● WHAT NEEDS TO BE DONE
Report only how many lines of the entries below contain the string "person".
################
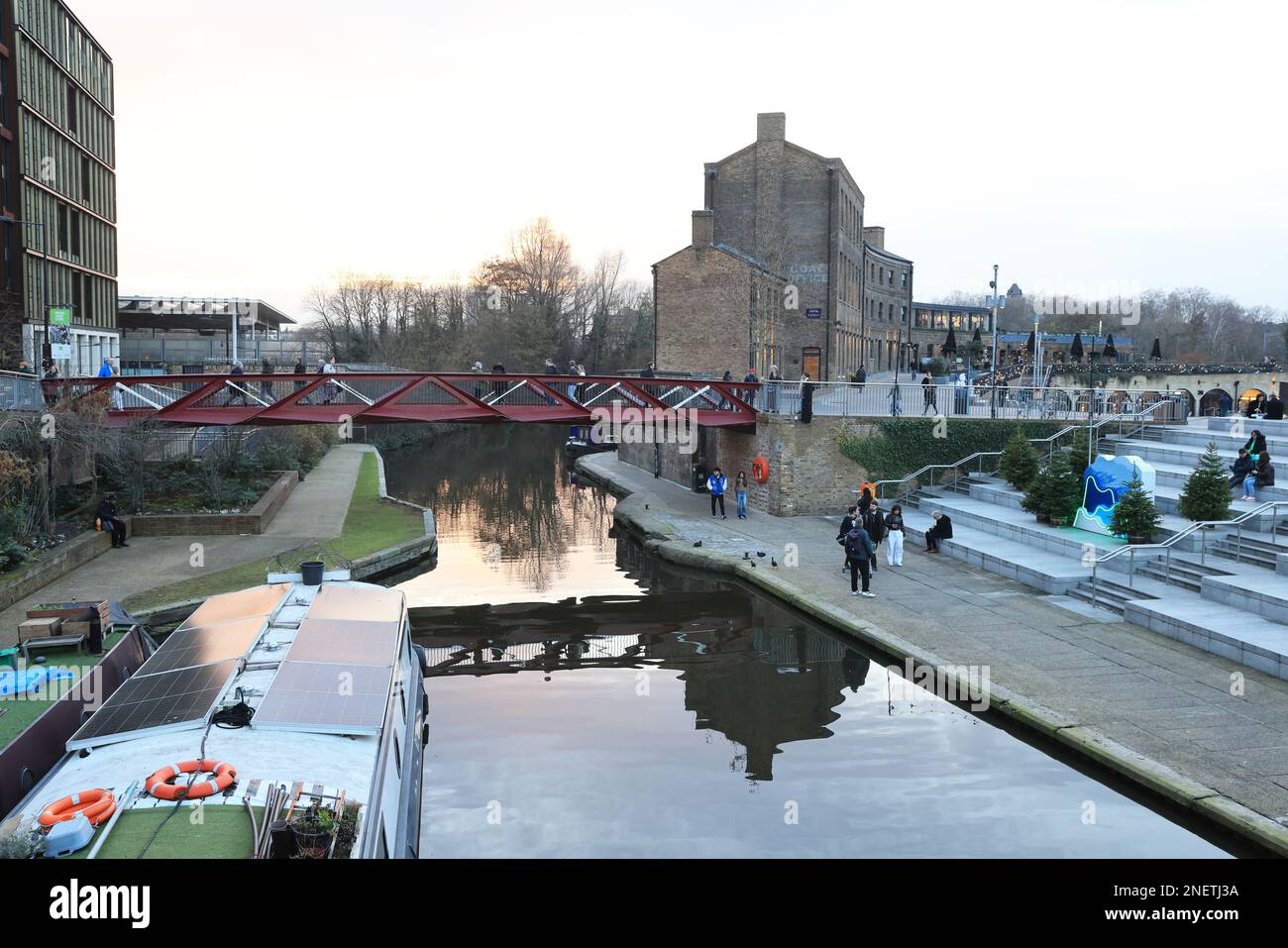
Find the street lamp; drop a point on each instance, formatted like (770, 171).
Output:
(47, 355)
(996, 299)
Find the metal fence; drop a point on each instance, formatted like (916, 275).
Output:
(912, 399)
(20, 393)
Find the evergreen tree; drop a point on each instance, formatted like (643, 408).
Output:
(1020, 462)
(1206, 494)
(1134, 514)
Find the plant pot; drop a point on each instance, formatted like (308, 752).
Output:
(308, 839)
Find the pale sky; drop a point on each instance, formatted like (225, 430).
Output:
(267, 147)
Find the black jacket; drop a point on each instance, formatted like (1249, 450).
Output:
(875, 524)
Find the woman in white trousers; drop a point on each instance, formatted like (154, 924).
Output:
(894, 537)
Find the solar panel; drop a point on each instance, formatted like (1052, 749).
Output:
(348, 642)
(147, 703)
(187, 648)
(262, 600)
(357, 604)
(326, 697)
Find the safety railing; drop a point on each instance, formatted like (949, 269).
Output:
(970, 399)
(1127, 427)
(20, 393)
(1202, 528)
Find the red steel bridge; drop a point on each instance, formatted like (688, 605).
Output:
(394, 397)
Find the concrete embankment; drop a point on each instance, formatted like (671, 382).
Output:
(1030, 668)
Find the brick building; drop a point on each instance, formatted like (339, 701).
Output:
(797, 215)
(721, 308)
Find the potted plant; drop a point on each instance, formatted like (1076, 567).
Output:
(1020, 462)
(313, 831)
(1206, 494)
(1134, 515)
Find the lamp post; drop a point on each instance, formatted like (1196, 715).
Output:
(993, 365)
(47, 355)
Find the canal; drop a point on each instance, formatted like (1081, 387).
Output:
(590, 700)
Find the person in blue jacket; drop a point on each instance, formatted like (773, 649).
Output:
(716, 484)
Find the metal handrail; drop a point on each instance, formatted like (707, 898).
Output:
(1166, 546)
(1050, 441)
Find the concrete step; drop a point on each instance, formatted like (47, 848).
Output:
(1184, 455)
(1224, 440)
(1218, 629)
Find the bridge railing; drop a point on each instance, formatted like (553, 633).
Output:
(1019, 402)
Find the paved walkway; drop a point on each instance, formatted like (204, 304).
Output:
(314, 510)
(1157, 697)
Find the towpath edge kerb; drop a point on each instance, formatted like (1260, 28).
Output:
(1145, 772)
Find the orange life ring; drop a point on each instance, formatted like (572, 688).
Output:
(220, 777)
(95, 804)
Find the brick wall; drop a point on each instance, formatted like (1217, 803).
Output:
(807, 473)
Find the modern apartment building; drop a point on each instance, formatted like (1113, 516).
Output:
(56, 188)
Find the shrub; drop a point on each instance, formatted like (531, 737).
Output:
(1020, 462)
(1134, 514)
(1206, 494)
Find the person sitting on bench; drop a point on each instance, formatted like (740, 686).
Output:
(110, 522)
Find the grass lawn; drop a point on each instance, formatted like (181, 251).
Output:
(223, 833)
(372, 524)
(20, 711)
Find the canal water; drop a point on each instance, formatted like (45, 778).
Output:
(590, 700)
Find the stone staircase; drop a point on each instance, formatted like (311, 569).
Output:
(1222, 592)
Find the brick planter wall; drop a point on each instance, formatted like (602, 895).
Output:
(254, 520)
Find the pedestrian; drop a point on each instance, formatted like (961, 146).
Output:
(739, 491)
(716, 484)
(851, 517)
(864, 501)
(941, 530)
(874, 523)
(751, 378)
(858, 553)
(330, 386)
(266, 385)
(108, 522)
(894, 536)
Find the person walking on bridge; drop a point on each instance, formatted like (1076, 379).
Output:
(716, 484)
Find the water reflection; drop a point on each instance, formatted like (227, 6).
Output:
(509, 515)
(621, 707)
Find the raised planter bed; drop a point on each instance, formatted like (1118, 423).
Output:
(254, 520)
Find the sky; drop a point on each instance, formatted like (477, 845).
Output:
(269, 147)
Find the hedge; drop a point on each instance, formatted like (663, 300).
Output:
(901, 446)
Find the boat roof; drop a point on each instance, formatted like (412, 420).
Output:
(317, 755)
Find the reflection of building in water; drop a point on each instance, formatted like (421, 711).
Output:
(759, 677)
(494, 487)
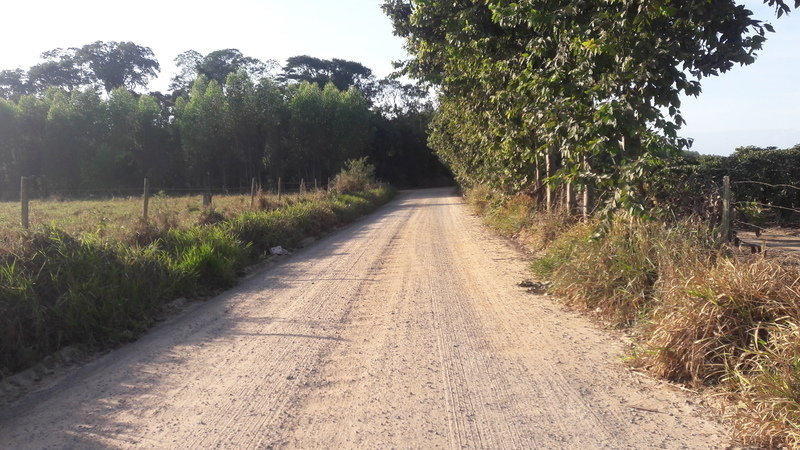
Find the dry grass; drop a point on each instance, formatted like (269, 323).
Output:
(701, 315)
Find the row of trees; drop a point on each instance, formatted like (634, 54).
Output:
(569, 92)
(231, 122)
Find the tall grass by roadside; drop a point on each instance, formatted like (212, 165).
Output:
(59, 289)
(701, 315)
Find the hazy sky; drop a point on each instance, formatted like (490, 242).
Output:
(758, 105)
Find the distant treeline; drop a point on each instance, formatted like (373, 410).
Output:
(759, 176)
(76, 122)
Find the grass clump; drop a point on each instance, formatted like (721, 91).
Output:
(700, 314)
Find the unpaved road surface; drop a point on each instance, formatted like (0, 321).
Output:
(405, 329)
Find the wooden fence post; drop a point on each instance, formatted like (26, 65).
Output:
(146, 199)
(252, 193)
(587, 200)
(23, 199)
(725, 226)
(548, 168)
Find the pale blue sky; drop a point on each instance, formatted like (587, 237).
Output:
(758, 105)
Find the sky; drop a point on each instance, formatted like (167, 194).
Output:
(753, 105)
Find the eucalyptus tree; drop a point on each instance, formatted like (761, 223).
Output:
(591, 83)
(205, 133)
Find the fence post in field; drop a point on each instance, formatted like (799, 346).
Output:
(23, 199)
(570, 197)
(253, 193)
(548, 167)
(725, 226)
(587, 200)
(146, 199)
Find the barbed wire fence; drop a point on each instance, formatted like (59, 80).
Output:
(748, 214)
(29, 190)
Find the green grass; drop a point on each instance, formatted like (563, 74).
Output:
(82, 286)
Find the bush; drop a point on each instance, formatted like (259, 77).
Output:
(357, 175)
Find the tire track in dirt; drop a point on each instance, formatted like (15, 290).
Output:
(405, 329)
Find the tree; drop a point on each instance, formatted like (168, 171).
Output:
(118, 64)
(342, 73)
(59, 68)
(216, 66)
(13, 84)
(592, 85)
(204, 132)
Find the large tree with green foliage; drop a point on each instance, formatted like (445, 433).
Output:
(592, 86)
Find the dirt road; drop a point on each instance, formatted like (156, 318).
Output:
(405, 329)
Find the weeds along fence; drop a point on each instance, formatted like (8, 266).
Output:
(31, 191)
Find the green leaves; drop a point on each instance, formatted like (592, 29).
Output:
(597, 82)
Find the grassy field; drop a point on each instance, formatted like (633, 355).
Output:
(117, 217)
(92, 273)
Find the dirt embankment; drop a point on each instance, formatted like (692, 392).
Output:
(405, 329)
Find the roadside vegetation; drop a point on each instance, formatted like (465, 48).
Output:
(709, 317)
(87, 286)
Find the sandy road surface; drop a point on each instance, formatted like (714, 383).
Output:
(405, 329)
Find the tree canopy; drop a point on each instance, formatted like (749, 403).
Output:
(231, 123)
(591, 86)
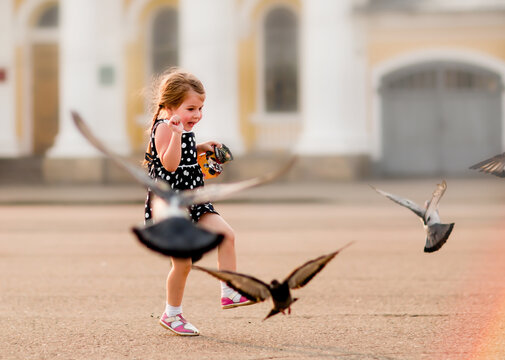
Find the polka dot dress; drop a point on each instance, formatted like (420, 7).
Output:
(188, 174)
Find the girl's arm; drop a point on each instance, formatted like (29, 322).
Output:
(168, 143)
(207, 146)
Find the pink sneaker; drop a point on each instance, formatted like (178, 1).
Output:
(178, 325)
(234, 300)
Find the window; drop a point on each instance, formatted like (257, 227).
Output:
(281, 61)
(165, 42)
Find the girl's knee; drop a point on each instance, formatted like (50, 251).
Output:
(229, 236)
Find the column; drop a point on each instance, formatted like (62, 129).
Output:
(91, 80)
(209, 50)
(8, 140)
(332, 76)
################
● RESULT OF THIS TASK
3